AVAILABLE DATA ->
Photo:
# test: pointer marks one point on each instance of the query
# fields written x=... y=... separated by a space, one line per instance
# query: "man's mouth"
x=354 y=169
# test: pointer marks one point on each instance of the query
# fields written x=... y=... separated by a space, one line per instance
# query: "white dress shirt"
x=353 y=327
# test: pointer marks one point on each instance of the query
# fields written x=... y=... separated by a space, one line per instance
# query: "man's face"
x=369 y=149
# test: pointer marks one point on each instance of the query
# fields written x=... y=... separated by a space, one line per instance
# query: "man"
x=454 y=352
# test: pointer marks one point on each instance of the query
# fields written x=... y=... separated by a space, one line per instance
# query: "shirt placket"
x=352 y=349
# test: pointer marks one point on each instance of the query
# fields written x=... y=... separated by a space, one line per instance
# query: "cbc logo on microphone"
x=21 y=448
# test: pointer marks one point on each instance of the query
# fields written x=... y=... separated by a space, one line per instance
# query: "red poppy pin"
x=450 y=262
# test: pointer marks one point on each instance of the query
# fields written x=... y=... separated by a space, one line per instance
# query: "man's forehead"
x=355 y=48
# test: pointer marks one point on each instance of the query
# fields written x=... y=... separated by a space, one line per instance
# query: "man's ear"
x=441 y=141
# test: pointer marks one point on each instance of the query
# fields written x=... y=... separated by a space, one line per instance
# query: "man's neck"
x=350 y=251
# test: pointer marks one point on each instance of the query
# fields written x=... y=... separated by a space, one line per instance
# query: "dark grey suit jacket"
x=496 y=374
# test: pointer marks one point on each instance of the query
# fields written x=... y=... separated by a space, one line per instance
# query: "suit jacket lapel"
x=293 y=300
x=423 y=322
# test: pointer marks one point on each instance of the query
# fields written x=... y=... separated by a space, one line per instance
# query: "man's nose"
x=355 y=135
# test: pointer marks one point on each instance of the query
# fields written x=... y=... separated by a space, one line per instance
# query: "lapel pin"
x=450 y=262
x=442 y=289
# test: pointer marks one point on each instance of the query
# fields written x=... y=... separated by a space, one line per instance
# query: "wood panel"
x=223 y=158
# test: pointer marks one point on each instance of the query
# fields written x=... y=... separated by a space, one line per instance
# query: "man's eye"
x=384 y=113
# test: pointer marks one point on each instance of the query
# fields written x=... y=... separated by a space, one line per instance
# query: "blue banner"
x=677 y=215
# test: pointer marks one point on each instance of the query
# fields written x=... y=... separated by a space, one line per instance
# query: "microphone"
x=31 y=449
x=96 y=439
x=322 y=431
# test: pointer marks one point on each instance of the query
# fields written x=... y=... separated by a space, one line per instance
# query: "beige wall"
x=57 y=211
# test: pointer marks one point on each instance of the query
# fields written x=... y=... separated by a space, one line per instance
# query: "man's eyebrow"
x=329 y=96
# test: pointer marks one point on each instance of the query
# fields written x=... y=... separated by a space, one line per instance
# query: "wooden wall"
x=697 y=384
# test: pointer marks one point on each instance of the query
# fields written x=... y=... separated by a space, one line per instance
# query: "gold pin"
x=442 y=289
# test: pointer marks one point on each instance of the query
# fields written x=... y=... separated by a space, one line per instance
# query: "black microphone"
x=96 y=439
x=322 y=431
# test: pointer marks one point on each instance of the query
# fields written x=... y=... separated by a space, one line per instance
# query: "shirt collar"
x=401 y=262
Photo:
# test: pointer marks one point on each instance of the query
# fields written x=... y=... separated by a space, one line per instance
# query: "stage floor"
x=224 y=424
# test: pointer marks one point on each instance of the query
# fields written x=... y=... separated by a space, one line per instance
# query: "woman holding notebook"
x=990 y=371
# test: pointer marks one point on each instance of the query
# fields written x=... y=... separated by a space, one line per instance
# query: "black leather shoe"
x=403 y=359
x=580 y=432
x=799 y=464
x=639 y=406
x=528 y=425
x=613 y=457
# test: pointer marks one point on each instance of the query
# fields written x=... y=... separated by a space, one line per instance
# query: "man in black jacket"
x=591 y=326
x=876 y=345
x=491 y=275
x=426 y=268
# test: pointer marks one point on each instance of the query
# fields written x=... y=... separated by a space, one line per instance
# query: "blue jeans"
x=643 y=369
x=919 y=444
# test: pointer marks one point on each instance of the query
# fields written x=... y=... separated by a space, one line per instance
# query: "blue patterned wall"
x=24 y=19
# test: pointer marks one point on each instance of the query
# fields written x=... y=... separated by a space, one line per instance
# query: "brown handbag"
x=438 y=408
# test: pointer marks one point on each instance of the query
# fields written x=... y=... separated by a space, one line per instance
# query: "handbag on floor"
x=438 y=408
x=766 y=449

WORK TO COMPLETE -> Repeat the entries shown above, every one, word for word.

RESPONSE BOX ->
Photo:
# test: pointer marks one point on each instance of the query
# fields written x=... y=... separated by a space, one line per instance
# query: "man's mouth"
x=354 y=169
# test: pointer marks one point on each instance of the query
# fields written x=... y=... separated by a space, one line per instance
# query: "white dress shirt"
x=353 y=327
# test: pointer marks one point on each instance of the query
# fields written x=... y=... separated by a space, one line per instance
# query: "man's face"
x=369 y=149
# test: pointer marks one point on each instance of the query
# fields written x=... y=... separated by a space, one line per instance
# query: "man"
x=454 y=352
# test: pointer marks one point on each instance of the query
# fields written x=... y=... separated by a space, one line per instance
# query: "shirt placket"
x=352 y=349
# test: pointer marks one point on each instance of the query
# fields written x=... y=... separated by a space, one line per instance
# query: "cbc logo on microphone"
x=21 y=448
# test: pointer marks one point on each instance of the query
# fields written x=... y=... separated by a space, one line per instance
# query: "red poppy pin"
x=450 y=262
# test: pointer marks one point on each instance of the query
# fields written x=... y=... separated by a space, one line per instance
# query: "man's forehead"
x=355 y=48
# test: pointer marks one point on each instance of the query
# fields written x=... y=... separated by a space, one line per instance
# query: "man's ear"
x=441 y=141
# test: pointer marks one point on each instance of the query
# fields written x=... y=... separated by a space, one line per instance
# query: "man's neck"
x=350 y=251
# test: pointer marks one point on each instance of the query
# fields written x=... y=... separated by a space, one line per instance
# query: "dark grey suit jacket"
x=496 y=374
# test: pointer marks one point on each instance of the query
# fields written x=... y=... separated by a space, one line per instance
# query: "suit jacket lapel"
x=293 y=300
x=423 y=322
# test: pointer marks one point on each instance of the query
# fields written x=... y=... separated by a space, one line per instance
# query: "man's nose"
x=355 y=135
# test: pointer marks one point on each instance of the query
# fields written x=... y=... separated by a space, one line per instance
# query: "lapel pin"
x=450 y=262
x=442 y=289
# test: pointer marks one point on each instance of the query
# fields written x=... y=... separated by a space, one line per instance
# query: "wood panel"
x=223 y=158
# test: pointer marks one point on each instance of the query
# fields written x=... y=... separated by a space, one line per instance
# query: "man's eye"
x=384 y=113
# test: pointer marks one point on each instance of the query
# fields written x=... y=... separated by a space, one line per instance
# query: "blue banner"
x=677 y=215
# test: pointer marks one point on each instance of the query
# fields written x=... y=... separated by a space, one line per instance
# query: "microphone"
x=31 y=449
x=96 y=439
x=322 y=431
# test: pointer marks one point on each instance of the query
# fields written x=... y=... separated by a space, one line per instance
# query: "beige wall"
x=57 y=211
# test: pointer marks one point on each instance of the query
# fields written x=... y=... separated by a space, one line per instance
# query: "man's eyebrow"
x=329 y=96
# test: pointer marks one point on each instance of the query
# fields written x=... y=... separated by a space, one line per instance
# query: "wooden wall"
x=697 y=384
# test: pointer marks one point on each instance of the query
# fields written x=... y=... separated by a space, one line per instance
# query: "gold pin"
x=442 y=289
# test: pointer marks one point on each instance of the query
# fields written x=... y=... separated by a space, one line per instance
# query: "black microphone"
x=96 y=439
x=322 y=431
# test: pointer marks one point on each instance of the query
# fields written x=... y=... separated by a space, one line per instance
# query: "shirt collar"
x=401 y=262
Photo:
# test: pointer marks one point on each instance of the query
# fields written x=... y=... separated by a space, one line per instance
# query: "stage floor"
x=224 y=424
# test: pointer marks one point on each instance of the query
# fields written x=... y=... separated by a space, one line per instance
# query: "woman holding notebook"
x=990 y=371
# test: pointer marks one point on each instance of the query
# fields written x=... y=... separated by a space, one line per instance
# query: "black leather shoe"
x=403 y=359
x=580 y=432
x=799 y=464
x=639 y=406
x=528 y=425
x=613 y=457
# test: pointer marks one point on each instance of the query
# fields written x=... y=... separated by a space, one line per instance
# query: "man in black jacket"
x=591 y=326
x=876 y=345
x=491 y=275
x=426 y=268
# test: pointer marks one point on each instance of the query
# fields written x=... y=... separated by a space, one line per instance
# query: "blue jeans"
x=643 y=369
x=919 y=444
# test: pointer marks one point on each instance of the query
# fields written x=... y=... separated by a space, one line per instance
# query: "blue patterned wall"
x=24 y=19
# test: pointer marks one point on each instance of the query
# fields written x=... y=... separated by a space, one line per instance
# query: "brown handbag"
x=438 y=408
# test: pointer marks one point on each instance of the query
# fields written x=... y=... separated by a space, one line per instance
# query: "handbag on floor"
x=438 y=408
x=766 y=449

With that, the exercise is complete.